**WHAT YOU WILL DO**.
Pull every line holding the string "draw" from the records below.

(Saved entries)
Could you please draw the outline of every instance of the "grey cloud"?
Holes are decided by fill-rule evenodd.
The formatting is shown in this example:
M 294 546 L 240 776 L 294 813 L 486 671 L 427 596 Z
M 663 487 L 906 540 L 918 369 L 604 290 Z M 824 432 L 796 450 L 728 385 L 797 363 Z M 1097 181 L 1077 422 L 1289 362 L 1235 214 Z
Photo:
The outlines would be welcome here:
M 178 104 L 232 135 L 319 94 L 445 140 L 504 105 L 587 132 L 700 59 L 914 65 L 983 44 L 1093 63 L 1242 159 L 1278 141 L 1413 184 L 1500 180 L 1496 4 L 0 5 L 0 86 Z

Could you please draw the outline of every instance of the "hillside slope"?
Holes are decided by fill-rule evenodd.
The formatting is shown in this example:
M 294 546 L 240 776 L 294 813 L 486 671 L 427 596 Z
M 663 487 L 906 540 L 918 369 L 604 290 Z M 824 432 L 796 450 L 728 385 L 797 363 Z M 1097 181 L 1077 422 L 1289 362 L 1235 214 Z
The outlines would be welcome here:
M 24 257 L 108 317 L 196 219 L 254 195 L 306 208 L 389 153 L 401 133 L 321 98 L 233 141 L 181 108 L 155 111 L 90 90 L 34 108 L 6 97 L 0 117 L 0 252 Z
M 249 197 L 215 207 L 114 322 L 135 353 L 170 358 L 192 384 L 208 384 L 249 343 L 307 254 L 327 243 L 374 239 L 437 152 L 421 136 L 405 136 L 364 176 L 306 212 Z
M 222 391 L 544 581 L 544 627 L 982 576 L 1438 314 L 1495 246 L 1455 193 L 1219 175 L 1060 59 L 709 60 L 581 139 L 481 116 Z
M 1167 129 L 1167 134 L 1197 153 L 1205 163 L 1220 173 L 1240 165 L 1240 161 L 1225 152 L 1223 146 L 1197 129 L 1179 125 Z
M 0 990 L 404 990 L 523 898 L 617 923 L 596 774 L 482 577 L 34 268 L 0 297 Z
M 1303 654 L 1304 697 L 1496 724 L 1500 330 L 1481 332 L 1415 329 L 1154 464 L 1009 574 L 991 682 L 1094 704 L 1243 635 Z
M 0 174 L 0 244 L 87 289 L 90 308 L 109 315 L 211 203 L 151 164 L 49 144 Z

**YOUR RESPONSE**.
Could you please draw the outline of every instance of the "grey cloud"?
Could you please draw the outline of every instance of the "hillside slope"?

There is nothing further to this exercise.